■ WHAT YOU ARE ASKED TO DO ■
Copy the lines below word for word, from the first line through the line that contains "x=894, y=238".

• • • •

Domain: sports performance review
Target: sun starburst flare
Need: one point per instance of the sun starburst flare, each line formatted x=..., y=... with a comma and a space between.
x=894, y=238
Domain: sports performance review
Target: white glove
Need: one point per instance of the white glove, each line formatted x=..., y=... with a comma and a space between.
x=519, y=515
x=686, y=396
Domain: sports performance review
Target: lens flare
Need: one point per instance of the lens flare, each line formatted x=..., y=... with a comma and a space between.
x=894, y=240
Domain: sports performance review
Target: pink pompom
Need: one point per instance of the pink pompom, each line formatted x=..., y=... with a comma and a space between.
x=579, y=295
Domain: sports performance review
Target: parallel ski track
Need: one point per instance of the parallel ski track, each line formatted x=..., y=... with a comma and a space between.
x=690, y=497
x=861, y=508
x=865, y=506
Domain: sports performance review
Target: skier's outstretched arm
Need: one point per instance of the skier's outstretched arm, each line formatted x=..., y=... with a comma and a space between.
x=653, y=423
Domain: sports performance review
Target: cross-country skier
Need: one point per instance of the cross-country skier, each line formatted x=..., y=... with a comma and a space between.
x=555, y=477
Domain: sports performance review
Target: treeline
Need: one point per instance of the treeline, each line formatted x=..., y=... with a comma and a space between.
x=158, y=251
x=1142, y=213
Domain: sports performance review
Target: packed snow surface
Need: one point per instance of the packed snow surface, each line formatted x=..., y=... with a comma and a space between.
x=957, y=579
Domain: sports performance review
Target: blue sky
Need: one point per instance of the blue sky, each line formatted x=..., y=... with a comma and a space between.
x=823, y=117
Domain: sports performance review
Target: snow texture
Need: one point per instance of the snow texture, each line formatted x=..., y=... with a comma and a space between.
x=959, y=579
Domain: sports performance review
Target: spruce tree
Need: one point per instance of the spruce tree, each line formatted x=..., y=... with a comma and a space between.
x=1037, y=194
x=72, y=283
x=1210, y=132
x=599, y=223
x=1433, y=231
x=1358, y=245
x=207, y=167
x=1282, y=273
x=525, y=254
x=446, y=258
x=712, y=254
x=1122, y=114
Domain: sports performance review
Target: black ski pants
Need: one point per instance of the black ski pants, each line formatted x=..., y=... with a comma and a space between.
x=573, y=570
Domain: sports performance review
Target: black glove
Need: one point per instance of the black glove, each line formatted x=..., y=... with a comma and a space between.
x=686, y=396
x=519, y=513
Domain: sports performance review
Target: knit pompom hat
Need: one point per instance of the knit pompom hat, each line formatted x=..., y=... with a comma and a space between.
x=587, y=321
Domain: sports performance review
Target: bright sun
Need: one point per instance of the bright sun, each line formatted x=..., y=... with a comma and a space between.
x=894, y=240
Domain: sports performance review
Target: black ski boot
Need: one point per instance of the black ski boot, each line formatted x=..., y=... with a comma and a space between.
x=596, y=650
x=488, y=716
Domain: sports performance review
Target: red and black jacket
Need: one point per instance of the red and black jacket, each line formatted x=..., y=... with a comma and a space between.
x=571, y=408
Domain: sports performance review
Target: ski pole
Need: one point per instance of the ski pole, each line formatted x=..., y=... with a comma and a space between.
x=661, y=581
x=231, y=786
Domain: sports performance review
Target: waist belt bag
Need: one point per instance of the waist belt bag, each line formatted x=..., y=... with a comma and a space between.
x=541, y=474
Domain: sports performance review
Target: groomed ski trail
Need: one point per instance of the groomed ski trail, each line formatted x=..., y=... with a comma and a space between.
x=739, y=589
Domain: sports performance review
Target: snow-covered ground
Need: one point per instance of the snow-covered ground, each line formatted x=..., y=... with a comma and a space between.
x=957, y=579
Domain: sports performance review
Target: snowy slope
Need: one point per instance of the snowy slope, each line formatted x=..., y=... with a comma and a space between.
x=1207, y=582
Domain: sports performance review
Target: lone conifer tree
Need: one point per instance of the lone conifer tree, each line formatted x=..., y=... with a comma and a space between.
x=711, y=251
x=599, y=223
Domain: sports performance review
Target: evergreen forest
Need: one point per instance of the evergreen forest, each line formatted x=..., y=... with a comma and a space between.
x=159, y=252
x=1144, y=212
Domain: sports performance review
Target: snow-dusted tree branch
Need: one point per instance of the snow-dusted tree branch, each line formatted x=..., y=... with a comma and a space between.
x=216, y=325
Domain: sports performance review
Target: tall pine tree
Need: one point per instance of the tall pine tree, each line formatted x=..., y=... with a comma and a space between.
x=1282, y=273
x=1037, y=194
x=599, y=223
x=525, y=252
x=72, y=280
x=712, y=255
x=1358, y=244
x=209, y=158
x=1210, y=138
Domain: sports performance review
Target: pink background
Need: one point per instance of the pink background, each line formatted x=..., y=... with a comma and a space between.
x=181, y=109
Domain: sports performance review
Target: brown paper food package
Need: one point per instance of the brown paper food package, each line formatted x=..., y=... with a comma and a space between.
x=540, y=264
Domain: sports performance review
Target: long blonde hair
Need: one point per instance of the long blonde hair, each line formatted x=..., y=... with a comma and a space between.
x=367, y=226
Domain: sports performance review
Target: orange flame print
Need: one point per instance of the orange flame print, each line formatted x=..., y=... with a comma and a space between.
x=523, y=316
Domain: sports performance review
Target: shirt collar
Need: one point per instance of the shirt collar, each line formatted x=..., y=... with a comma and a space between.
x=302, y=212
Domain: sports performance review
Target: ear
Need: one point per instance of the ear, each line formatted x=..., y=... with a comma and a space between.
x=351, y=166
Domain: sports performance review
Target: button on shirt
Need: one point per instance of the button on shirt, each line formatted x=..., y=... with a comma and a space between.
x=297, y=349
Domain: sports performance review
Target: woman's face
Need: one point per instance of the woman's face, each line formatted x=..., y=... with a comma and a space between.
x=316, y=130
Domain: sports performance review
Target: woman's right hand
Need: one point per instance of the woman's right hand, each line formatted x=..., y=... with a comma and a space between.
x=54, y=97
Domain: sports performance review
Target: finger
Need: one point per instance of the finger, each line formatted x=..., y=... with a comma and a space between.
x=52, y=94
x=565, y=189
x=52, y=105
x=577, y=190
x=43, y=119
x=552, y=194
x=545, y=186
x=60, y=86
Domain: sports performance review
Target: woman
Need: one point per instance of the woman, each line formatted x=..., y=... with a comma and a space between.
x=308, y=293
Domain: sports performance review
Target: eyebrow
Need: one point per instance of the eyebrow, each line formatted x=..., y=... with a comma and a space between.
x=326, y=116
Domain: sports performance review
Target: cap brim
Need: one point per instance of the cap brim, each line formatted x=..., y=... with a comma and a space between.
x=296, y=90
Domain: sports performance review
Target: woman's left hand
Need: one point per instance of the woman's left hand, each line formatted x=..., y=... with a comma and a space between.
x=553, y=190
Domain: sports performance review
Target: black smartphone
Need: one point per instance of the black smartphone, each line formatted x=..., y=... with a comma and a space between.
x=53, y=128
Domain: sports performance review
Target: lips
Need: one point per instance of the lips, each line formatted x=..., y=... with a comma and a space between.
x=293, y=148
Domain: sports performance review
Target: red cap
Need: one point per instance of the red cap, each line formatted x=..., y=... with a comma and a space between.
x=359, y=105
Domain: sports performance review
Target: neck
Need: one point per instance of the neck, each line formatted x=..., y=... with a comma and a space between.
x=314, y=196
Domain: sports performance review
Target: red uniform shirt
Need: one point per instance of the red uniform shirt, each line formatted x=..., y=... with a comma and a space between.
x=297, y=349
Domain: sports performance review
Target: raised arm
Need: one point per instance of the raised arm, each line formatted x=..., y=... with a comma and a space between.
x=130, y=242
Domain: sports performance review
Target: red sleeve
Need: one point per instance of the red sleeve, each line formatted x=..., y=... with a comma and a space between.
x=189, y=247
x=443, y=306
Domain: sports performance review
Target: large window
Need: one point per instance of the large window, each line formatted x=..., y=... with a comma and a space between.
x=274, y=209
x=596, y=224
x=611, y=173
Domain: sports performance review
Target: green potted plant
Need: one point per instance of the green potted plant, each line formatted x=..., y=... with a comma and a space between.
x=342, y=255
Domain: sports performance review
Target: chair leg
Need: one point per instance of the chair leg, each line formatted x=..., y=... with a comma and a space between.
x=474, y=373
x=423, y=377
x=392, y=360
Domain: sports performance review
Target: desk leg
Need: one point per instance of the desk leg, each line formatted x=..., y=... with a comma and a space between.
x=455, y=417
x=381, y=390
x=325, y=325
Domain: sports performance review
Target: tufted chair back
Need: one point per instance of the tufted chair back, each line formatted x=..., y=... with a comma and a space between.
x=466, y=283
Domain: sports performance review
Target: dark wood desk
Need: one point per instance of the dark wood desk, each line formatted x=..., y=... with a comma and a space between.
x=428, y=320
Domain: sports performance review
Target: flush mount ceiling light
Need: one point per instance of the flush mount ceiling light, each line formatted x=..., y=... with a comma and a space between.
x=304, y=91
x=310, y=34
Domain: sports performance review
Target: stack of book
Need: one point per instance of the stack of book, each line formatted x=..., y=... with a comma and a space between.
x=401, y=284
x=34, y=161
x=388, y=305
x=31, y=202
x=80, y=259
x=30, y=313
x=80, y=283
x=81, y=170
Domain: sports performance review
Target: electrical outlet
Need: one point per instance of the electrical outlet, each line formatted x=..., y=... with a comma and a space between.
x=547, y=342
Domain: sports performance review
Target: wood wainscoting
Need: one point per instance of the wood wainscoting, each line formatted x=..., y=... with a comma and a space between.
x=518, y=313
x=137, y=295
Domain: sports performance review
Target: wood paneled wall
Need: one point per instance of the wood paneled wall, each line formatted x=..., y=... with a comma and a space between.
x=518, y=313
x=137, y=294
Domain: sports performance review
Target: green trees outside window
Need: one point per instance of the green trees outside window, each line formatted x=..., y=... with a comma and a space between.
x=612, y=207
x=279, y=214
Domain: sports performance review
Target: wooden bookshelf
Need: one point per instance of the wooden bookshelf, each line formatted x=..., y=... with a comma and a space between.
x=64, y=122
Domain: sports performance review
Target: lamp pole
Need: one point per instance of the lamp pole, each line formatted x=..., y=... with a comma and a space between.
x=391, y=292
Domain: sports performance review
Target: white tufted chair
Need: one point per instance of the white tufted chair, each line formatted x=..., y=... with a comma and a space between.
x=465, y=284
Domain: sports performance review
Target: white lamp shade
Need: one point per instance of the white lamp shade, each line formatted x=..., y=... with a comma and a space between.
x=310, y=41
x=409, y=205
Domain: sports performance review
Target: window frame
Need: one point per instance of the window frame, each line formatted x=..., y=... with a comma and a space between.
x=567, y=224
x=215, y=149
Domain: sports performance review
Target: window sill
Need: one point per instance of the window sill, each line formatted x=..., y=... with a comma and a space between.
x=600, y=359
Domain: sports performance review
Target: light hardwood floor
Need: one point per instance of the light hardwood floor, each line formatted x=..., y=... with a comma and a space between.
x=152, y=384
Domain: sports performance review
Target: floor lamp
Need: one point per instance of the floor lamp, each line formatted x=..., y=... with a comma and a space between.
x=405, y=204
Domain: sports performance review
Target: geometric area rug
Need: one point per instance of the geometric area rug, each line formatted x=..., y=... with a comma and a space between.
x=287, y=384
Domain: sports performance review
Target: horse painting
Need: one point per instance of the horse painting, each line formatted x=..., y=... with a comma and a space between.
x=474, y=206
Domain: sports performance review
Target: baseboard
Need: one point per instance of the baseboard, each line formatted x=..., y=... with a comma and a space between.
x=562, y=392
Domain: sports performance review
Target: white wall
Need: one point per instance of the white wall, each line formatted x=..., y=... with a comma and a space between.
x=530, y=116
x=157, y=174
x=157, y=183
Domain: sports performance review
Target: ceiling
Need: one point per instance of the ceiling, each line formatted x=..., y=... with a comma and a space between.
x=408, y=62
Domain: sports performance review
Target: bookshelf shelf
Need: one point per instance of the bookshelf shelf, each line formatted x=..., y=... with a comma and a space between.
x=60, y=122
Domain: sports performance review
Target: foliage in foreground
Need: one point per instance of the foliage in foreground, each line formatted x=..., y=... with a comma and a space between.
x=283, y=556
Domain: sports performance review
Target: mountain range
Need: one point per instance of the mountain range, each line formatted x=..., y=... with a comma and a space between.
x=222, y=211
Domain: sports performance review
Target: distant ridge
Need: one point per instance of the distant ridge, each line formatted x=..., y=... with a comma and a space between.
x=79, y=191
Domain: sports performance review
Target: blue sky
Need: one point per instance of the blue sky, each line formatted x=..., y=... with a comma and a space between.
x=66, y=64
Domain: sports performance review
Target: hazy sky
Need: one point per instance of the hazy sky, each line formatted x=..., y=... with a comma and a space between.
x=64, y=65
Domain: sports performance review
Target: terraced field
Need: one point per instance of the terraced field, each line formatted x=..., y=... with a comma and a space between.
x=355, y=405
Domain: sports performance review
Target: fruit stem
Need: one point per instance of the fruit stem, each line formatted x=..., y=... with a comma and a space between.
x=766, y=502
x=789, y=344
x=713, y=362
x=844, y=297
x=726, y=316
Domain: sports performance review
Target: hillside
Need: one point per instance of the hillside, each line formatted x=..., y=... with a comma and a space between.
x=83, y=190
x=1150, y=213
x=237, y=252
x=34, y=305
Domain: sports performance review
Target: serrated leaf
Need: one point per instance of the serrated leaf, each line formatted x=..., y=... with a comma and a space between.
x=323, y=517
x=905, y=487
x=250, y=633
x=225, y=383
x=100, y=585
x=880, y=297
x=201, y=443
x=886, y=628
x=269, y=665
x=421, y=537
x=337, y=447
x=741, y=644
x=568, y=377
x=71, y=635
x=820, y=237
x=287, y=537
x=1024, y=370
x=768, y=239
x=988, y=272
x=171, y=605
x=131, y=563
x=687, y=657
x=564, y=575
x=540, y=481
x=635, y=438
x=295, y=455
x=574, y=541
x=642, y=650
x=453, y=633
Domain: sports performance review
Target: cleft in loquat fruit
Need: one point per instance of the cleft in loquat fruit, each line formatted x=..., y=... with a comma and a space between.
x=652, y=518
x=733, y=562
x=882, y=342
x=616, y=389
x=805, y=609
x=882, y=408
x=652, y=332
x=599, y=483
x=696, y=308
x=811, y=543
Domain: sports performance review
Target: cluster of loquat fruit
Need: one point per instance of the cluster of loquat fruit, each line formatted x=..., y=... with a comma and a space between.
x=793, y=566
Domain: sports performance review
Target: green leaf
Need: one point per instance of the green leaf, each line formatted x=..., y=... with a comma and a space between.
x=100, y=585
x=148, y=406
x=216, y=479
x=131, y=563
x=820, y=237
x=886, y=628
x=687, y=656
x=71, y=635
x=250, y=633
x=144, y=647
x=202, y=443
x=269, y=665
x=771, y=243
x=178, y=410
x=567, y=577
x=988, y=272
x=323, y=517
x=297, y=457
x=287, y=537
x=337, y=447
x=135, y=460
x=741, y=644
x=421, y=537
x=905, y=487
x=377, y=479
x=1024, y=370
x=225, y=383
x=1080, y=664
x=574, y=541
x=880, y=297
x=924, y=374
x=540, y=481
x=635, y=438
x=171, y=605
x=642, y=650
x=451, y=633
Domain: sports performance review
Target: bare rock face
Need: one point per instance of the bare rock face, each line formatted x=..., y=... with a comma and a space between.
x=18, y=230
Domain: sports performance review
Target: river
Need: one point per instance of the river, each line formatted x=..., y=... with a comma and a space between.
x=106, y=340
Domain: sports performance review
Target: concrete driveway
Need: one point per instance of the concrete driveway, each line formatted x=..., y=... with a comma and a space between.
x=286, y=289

• • • •

■ RESULT OF THIS EXERCISE ■
Domain: sports performance review
Target: sun starburst flare
Need: one point per instance of the sun starburst flare, each line formatted x=..., y=... with a comma and a space between.
x=894, y=238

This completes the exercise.